[Excerpts from location labeling data]
** begin **

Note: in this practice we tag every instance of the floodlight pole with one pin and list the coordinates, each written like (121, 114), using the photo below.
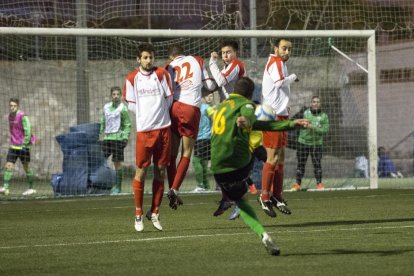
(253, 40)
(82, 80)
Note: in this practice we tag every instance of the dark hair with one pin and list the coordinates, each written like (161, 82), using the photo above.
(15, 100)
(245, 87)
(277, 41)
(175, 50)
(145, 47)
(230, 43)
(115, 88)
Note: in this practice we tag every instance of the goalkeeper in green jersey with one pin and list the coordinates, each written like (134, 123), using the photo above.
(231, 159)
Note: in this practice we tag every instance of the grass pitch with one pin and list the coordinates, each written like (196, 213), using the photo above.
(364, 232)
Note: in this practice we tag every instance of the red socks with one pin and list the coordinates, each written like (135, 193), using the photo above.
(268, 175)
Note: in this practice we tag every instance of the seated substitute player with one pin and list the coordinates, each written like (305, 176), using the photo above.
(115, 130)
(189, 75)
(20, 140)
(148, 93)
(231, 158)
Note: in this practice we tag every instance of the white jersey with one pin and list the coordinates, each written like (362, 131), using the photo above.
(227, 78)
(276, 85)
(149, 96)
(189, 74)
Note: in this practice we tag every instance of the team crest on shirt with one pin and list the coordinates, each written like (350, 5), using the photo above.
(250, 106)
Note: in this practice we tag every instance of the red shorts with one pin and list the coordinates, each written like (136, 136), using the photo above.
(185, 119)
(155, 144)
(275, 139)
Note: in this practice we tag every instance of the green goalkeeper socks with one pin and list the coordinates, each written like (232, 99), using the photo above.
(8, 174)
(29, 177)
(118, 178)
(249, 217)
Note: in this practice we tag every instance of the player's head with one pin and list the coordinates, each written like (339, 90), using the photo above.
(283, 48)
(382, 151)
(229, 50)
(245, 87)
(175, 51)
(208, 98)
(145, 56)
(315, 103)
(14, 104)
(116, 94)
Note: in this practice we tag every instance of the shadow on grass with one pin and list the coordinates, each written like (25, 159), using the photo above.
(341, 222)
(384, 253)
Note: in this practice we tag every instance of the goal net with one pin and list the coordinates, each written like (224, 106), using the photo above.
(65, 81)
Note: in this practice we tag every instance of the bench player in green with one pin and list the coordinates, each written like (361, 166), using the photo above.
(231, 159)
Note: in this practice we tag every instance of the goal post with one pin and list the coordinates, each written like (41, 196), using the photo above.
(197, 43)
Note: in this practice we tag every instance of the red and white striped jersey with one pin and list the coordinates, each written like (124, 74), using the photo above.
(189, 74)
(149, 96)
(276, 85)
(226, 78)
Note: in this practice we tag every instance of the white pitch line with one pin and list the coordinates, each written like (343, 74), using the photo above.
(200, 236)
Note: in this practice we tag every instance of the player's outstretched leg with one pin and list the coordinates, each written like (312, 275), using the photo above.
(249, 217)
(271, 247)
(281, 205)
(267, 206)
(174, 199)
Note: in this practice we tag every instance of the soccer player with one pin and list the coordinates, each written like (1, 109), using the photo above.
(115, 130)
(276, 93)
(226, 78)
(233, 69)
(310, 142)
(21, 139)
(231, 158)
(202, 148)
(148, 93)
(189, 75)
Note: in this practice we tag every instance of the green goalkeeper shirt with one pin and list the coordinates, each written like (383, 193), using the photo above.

** end **
** begin **

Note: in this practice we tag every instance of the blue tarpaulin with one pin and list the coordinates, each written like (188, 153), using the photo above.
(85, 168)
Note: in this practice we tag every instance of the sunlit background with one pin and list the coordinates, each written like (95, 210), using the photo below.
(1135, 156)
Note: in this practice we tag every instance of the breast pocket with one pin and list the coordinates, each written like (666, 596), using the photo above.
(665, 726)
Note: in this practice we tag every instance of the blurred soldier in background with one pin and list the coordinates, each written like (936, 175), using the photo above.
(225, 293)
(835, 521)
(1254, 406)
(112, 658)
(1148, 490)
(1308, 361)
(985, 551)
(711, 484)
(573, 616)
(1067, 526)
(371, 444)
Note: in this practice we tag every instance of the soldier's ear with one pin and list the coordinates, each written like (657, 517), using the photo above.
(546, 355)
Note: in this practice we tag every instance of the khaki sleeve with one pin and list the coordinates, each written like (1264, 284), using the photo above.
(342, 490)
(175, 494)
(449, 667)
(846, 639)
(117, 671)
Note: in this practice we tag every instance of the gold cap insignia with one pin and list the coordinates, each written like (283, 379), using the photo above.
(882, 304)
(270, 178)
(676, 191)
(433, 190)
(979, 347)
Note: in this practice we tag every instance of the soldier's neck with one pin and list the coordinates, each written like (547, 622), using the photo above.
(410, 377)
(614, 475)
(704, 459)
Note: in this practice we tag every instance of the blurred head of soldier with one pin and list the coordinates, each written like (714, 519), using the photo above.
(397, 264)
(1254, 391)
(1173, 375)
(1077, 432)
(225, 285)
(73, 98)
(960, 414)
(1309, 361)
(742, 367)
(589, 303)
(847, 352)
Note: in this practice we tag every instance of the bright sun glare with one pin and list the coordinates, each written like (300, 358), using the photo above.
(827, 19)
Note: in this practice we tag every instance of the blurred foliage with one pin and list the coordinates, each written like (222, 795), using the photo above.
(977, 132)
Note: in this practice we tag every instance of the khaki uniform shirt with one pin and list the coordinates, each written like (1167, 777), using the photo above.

** end **
** begin **

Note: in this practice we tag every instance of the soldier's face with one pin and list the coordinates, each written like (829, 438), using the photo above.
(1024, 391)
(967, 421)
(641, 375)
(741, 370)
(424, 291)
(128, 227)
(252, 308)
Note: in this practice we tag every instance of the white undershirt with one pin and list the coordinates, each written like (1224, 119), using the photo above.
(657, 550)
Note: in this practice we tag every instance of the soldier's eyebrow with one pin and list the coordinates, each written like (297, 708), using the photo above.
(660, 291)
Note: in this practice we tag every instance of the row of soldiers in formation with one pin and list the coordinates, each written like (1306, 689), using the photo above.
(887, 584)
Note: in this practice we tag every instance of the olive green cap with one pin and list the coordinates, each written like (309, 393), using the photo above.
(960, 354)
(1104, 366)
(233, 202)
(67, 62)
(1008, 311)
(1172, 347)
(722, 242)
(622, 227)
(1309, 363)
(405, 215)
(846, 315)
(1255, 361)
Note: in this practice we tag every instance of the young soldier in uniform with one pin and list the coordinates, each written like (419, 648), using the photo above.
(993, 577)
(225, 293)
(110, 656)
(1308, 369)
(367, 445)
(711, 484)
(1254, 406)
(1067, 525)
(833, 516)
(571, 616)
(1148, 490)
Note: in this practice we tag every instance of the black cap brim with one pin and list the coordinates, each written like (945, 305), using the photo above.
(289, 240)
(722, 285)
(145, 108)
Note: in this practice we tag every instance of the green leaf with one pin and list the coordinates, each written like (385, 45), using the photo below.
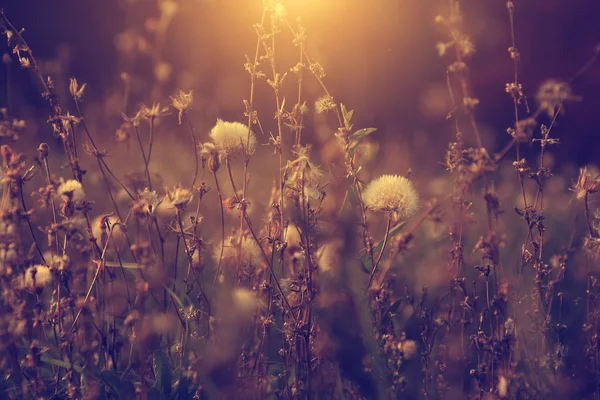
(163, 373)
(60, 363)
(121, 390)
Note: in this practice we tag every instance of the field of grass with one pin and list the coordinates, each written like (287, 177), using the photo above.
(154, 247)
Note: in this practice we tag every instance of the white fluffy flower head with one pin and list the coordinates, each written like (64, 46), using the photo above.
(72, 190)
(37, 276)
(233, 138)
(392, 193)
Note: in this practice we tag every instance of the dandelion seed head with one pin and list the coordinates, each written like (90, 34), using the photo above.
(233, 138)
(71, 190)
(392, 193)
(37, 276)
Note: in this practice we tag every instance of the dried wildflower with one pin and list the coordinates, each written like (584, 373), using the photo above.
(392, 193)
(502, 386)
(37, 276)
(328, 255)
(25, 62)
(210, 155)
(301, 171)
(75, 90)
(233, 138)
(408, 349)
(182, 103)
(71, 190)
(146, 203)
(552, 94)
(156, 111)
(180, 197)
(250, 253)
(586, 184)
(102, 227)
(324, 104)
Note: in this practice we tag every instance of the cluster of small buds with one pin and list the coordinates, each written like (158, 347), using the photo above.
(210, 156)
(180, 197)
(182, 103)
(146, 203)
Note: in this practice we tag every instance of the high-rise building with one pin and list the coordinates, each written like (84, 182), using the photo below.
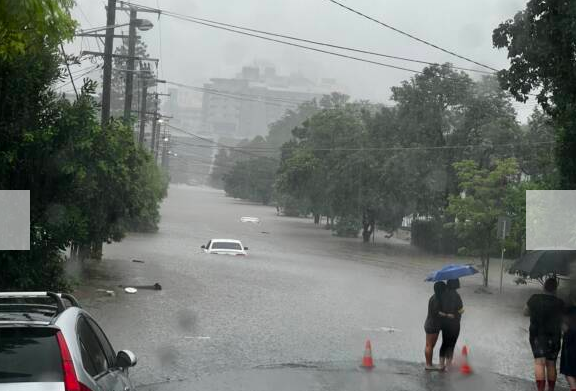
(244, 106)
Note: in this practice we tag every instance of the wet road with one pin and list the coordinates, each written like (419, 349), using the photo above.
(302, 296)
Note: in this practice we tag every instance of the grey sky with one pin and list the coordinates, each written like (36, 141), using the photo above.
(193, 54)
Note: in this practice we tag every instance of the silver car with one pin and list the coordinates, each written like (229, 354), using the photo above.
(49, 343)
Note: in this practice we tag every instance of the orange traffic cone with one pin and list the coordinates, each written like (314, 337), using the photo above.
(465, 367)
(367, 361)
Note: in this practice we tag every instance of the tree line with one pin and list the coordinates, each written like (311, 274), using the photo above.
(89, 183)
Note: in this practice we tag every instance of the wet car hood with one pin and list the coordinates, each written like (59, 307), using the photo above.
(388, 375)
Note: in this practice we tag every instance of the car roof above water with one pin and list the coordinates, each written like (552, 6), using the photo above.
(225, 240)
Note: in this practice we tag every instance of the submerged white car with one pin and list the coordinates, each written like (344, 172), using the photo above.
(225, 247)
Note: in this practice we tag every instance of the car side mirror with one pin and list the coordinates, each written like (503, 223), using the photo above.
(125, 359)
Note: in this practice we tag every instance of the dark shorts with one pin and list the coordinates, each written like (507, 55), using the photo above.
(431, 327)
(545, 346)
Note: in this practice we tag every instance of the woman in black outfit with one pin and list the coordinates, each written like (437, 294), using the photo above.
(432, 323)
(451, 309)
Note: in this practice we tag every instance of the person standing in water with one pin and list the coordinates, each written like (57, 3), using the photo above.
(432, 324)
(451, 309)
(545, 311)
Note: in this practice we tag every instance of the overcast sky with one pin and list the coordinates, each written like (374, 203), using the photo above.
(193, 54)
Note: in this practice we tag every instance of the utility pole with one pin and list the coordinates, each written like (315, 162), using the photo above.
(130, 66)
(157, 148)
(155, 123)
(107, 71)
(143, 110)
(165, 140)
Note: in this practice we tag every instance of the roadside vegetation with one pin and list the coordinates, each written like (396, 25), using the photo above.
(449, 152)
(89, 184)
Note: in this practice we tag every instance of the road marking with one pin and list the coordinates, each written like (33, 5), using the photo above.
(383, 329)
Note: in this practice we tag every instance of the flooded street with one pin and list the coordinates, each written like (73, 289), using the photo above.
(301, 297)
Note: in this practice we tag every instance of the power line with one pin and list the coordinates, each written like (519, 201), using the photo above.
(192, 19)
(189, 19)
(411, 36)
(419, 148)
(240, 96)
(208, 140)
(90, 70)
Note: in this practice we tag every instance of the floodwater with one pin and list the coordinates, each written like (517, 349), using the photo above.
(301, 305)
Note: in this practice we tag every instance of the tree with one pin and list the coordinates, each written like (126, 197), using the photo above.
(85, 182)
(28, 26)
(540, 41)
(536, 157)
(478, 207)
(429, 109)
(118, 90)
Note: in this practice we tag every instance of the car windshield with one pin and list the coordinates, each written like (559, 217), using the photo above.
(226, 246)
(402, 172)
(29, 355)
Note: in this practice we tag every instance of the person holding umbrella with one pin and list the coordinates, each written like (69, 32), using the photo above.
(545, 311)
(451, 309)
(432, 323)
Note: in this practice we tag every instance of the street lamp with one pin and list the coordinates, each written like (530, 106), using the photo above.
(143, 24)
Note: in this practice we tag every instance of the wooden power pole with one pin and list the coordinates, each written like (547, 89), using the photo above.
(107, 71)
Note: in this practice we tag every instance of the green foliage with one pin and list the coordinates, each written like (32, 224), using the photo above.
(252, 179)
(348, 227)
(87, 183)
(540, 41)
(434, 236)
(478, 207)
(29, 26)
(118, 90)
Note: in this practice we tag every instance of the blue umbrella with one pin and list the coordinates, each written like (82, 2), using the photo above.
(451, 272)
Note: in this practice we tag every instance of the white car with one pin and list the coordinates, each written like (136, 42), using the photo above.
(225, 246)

** end **

- TASK GOAL: Return each line of the listing above that contains the string "blurred", treating uppercase and lowercase as different.

- SOLUTION TO THIS PROBLEM:
Note: in this practice we tag every instance of the blurred soldier in background with one pin and list the coordinates, each written like (936, 175), using the photo above.
Note: in this practice we tag every instance of the blurred head of soldier with one pin and list the coordinates, each written like (714, 519), using the photo above.
Note: in this practice we tag every instance of the blurred foliage with one pin and list the coordinates, each written like (222, 795), using the photo above.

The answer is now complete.